### To be done
Repeat every record below exactly as it appears.

### Data for processing
* * * *
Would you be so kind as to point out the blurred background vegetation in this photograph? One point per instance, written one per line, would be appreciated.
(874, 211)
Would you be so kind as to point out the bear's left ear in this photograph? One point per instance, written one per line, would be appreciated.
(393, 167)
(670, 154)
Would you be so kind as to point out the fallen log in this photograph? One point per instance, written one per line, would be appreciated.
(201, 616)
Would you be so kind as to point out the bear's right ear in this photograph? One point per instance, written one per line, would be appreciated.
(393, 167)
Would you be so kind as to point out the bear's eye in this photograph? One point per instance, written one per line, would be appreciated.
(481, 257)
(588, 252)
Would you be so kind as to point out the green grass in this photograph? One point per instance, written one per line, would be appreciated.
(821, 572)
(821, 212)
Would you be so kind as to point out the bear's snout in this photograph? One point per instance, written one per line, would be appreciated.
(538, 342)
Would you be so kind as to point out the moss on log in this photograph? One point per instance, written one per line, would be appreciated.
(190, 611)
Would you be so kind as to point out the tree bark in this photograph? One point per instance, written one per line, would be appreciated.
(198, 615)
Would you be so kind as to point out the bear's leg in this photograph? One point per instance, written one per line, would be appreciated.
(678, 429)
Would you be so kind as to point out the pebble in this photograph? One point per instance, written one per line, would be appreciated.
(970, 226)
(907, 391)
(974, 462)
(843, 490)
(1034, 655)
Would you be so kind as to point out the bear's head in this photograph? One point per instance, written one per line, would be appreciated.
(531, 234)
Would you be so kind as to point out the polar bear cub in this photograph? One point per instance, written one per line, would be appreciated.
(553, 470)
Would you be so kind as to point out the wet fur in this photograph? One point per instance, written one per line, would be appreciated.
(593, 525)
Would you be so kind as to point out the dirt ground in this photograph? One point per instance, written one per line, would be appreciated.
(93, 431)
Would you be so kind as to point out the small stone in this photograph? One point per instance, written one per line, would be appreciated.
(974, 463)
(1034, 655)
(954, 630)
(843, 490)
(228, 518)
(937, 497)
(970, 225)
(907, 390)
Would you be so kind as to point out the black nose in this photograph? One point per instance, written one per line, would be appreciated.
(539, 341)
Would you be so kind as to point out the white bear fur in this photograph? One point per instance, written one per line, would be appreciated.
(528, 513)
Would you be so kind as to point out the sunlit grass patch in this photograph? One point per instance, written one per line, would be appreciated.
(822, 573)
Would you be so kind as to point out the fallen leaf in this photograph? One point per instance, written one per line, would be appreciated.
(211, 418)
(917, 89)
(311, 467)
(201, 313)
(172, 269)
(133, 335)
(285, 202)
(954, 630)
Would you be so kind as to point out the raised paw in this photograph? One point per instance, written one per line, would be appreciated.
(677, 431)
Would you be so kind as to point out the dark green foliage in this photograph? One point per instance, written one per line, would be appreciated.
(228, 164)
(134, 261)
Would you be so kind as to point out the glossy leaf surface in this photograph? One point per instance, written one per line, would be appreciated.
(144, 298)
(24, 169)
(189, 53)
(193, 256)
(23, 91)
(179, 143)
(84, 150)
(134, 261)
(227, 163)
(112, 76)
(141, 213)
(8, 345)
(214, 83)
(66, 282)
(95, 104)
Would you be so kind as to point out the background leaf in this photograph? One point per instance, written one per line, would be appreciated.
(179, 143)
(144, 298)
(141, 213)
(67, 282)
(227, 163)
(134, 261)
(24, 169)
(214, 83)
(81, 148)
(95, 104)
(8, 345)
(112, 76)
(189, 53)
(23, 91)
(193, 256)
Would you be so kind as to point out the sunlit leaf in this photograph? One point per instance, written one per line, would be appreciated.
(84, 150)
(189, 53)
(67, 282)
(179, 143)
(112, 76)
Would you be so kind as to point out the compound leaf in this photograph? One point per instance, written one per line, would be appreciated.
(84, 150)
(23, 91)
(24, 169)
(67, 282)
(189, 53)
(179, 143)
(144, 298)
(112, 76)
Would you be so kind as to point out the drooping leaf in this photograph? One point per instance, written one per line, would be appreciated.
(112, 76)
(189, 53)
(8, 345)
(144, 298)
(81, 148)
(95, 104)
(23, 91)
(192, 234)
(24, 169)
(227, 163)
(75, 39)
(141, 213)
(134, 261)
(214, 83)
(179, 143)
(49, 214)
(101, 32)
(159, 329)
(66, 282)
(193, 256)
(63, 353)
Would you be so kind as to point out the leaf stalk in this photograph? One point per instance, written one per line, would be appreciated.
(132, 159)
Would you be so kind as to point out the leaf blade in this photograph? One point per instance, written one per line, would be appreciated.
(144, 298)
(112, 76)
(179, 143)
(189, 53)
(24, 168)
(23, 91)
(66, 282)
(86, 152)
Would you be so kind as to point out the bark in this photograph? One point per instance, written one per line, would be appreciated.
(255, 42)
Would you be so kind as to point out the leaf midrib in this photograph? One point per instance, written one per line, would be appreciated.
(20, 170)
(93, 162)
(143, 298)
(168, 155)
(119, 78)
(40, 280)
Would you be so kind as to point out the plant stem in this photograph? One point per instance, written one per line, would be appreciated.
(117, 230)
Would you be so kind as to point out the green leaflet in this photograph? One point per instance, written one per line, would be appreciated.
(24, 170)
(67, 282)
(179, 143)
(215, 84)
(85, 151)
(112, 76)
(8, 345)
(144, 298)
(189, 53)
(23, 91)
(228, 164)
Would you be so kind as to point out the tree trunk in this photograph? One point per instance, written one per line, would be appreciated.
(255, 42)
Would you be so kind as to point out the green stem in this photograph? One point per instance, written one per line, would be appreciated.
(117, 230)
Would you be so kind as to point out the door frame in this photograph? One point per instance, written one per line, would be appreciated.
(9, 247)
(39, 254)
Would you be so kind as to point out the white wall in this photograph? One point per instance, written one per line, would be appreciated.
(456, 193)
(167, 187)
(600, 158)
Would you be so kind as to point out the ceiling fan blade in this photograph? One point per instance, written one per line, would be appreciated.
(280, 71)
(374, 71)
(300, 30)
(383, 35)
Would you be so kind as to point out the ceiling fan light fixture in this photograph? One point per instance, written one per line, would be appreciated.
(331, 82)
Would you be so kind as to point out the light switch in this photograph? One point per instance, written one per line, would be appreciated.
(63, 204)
* * * *
### Task response
Would you be so kind as to point out the blurred background vegetation in this photograph? One point per instance, written one per line, would be appreciated.
(874, 211)
Would you be so kind as to point out the bear's left ear in this photograph? One point per instance, written one per line, would be appreciated.
(393, 167)
(670, 154)
Would you be so kind as to point out the fallen log in this photograph? One point per instance, written one per line, would be appreciated.
(201, 616)
Would you be so kind as to point out the bear's right ear in this photograph? One point per instance, written one per line, would be appreciated.
(393, 167)
Would you be so kind as to point out the bear's eye in this photograph? One point per instance, written one per line, would be appreciated.
(481, 257)
(588, 252)
Would you be so kind as to point out the green grass in this photograph? One point per instance, written one per line, would be appreciated.
(821, 572)
(821, 212)
Would you be so kind as to point out the bear's snout in this photograph? One point per instance, written one per line, would be appreciated.
(538, 342)
Would you be so kind as to point out the moss on log in this photograph? One point per instance, written one per line, would be appreciated.
(190, 611)
Would you be so kind as to point out the tree bark in this photograph? One point per instance, written one per line, would be appreciated.
(198, 615)
Would you be so kind as to point out the bear's leg in this photograph? One point per instance, written one per line, would be appreciated.
(678, 429)
Would you be so kind as to point out the pebble in this photograph? One point per instance, written one per line, would be appreciated.
(970, 226)
(907, 391)
(974, 462)
(843, 490)
(1034, 655)
Would you be so kind as to point out the bear's head in this photograph? One point per instance, written one per line, would be appreciated.
(531, 234)
Would you be so kind as to point out the polar bear cub in this photograph? One point per instance, written one per line, would be appreciated.
(553, 470)
Would you be so kind as to point out the wet fur in this photograph? One point per instance, written one per line, would be appreciated.
(593, 525)
Would you be so kind as to point out the dirt ground in this photograph? One point per instance, written one per line, would be appreciated.
(93, 431)
Would you be so kind as to point out the small stone in this photograph? One point per instance, written one per line, would be appreciated.
(974, 463)
(1034, 655)
(954, 630)
(843, 490)
(228, 518)
(937, 497)
(970, 225)
(907, 390)
Would you be so kind as to point out the black nose in this photograph? One point per instance, written one per line, would be appreciated.
(539, 341)
Would you be so kind as to point out the white bear fur in this photograph? One point per instance, written one per line, would be appreciated.
(528, 513)
Would you be so kind as to point out the sunlit grass patch in this photograph? One point per instance, written one per line, would be appreciated.
(822, 573)
Would you be so kind as to point out the fallen leaf in this photograph? One point per instance, written one per line, would be appreciated.
(211, 418)
(917, 89)
(311, 467)
(201, 313)
(172, 269)
(133, 335)
(285, 202)
(954, 630)
Would you be so kind as to point out the raised paw in this photograph? One point per instance, written one per line, would be appreciated.
(677, 431)
Would you be so kind as to point out the dark green foliage in this photograph? One point per instance, written one per line, would be appreciated.
(228, 164)
(134, 261)
Would you be so kind as to point out the glossy leaf surface in this photograph? One point per instance, written one per line, would be appreciated.
(144, 298)
(24, 169)
(189, 53)
(193, 256)
(23, 91)
(179, 143)
(84, 150)
(134, 261)
(227, 163)
(112, 76)
(141, 213)
(8, 345)
(214, 83)
(66, 282)
(95, 104)
Would you be so kind as to point out the background leaf in this photograph? One point per instance, written one per line, would be appreciated.
(179, 143)
(144, 298)
(141, 213)
(67, 282)
(227, 163)
(134, 261)
(24, 169)
(214, 83)
(81, 148)
(95, 104)
(8, 345)
(112, 76)
(189, 53)
(23, 91)
(193, 256)
Would you be so kind as to point out the sunlit leaf in this photograph? One point per instance, written one per line, would be appreciated.
(84, 150)
(189, 53)
(67, 282)
(179, 143)
(112, 76)
Would you be so kind as to point out the compound leaf in this photograph? One point per instance, written one per line, would be appreciated.
(84, 150)
(23, 91)
(24, 169)
(67, 282)
(189, 53)
(179, 143)
(144, 298)
(112, 76)
Would you be so kind as to point out the drooping leaf in this photograph? One point per instance, written one per line, would be appreciated.
(112, 76)
(189, 53)
(8, 345)
(144, 298)
(81, 148)
(95, 104)
(23, 91)
(192, 234)
(24, 169)
(227, 163)
(75, 39)
(141, 213)
(134, 261)
(214, 83)
(179, 143)
(49, 214)
(101, 32)
(159, 329)
(66, 282)
(193, 256)
(63, 353)
Would you be so kind as to point out the leaf stalk in this photograph? One point per instance, written one per line, would be appreciated.
(132, 159)
Would you be so kind as to point out the leaf blade in this photograph? One point per instance, written one per line, would be appreciated.
(144, 298)
(112, 76)
(179, 143)
(189, 53)
(24, 168)
(23, 91)
(66, 282)
(86, 152)
Would you be so kind as to point out the bark in this photograph? One point per instance, written one per line, would be appreciated.
(255, 42)
Would you be so kind as to point out the leaf midrib in this photograph? One point per instance, written one per line, would be appreciated.
(20, 170)
(93, 162)
(143, 298)
(168, 155)
(119, 78)
(40, 280)
Would you be so kind as to point out the plant stem in this photograph? One point per instance, written one per line, would be appreciated.
(117, 230)
Would you be so kind as to point out the green leaflet in this photograph? One point per instance, written one per line, would be appreciated.
(24, 170)
(67, 282)
(179, 143)
(215, 84)
(85, 151)
(112, 76)
(8, 345)
(144, 298)
(189, 53)
(23, 91)
(228, 164)
Would you be so kind as to point out the tree trunk in this photograph? One point per instance, written one per line, would be appreciated.
(255, 42)
Would you be so kind as to point out the green stem in this photograph? One point per instance, written one per line, would be appreciated.
(117, 230)
Would you be so kind as to point out the door frame in this photograph? One point per instance, written one per line, would be appreciated.
(9, 247)
(39, 254)
Would you be so kind as to point out the white wall in this photograph? One point per instance, written one per line, would be appreciated.
(456, 193)
(167, 187)
(600, 158)
Would you be so kind as to point out the ceiling fan blade in this photograph? One point per instance, written one per line, would be appreciated.
(280, 71)
(374, 71)
(300, 30)
(383, 35)
Would you be so kind as to point out the ceiling fan light fixture in this photograph? One point per instance, written one per line, would be appreciated.
(331, 82)
Would you be so kind as to point out the light switch in this photograph? One point per instance, written one per line, would be appreciated.
(63, 204)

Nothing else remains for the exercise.